First, I couldn’t see Fast Food Nation yesterday because I worked with a client until 8pm, and promptly passed out moments later. I hope to see it this evening and write about it tomorrow.

While walking Charles and Violet yesterday, a neighbor stopped to admire their gorgeousness. She often pets them and talks to them and just adores them and always tells me how wonderful I am for adopting ex-racers, as she knows what hard lives they have. AND THEN, she says:

I tell you, whenever I go to the track, I just can’t watch the races. I close my eyes the whole time. I have to get a drink just to get through the experience.

Let’s deconstruct the economics of dog racing:

  • Greyhound racing is legal in 14 states, with the most tracks and breeding facilities–by far–in Florida.
  • Tens of thousands of Greyhounds are created ("bred") each year, for the sole purpose of making someone money by racing (and winning, and if they don’t, they are killed if someone doesn’t bring them to a rescue group).
  • Greyhounds are fed 4-D meat (meat from, dead, dying, diseased, and disabled cow and horses), condemned by the USDA for human consumption, because it’s cheaper.
  • Greyhounds spend 18-22 hours a day kenneled.
  • The only reason the industry is still alive, is that people keep going to the tracks.
  • Slot machines, poker, and other gambling are subsidizing the industry and keeping it alive, and many people (who aren’t quite conscious, apparently) who don’t approve of dog racing, go to the track to gamble.

Regardless of what your reason is for going to the track. Once you’re there and spending money, you’re supporting the further abuse of Greyhounds and you are keeping the industry alive. That is a fact of economics. Therefore, my neighbor who adores dogs and doesn’t approve of racing them, is nevertheless supporting the industry by going to the track and buying a drink to get herself through the race.

What you can do:

  • Go to to learn more about Greyhound racing, and then support them with a financial contribution. They are our best hope, as they exist for the sole purpose of ending racing.
  • Talk to your friends and family members who go to the track–particularly the ones who are convinced that they aren’t contributing to the abuse of dogs because they go for the poker, not for the races. Sometimes people don’t realize they’re compartmentalizing, and with some gentle nudging, they have an "ah-ha" and never return to the track. Other people are longer-term projects (I’ve got a couple of them), but don’t give up on them.

The only reason ANY industry is alive, is because there is a market for its goods or services. The same is true for Greyhound racing. Take away their patrons altogether, and the business folds. It’s that simple.

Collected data
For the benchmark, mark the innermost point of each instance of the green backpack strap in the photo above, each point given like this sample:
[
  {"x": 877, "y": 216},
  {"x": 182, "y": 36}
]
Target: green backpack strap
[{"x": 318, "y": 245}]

# TASK
Reproduce the part of the greyhound racing passage between "I tell you, whenever" and "facilities–by far–in Florida.", inclusive, word for word. The records have nothing to do with this.

# ANSWER AREA
I tell you, whenever I go to the track, I just can’t watch the races. I close my eyes the whole time. I have to get a drink just to get through the experience.

Let’s deconstruct the economics of dog racing:

  • Greyhound racing is legal in 14 states, with the most tracks and breeding facilities–by far–in Florida.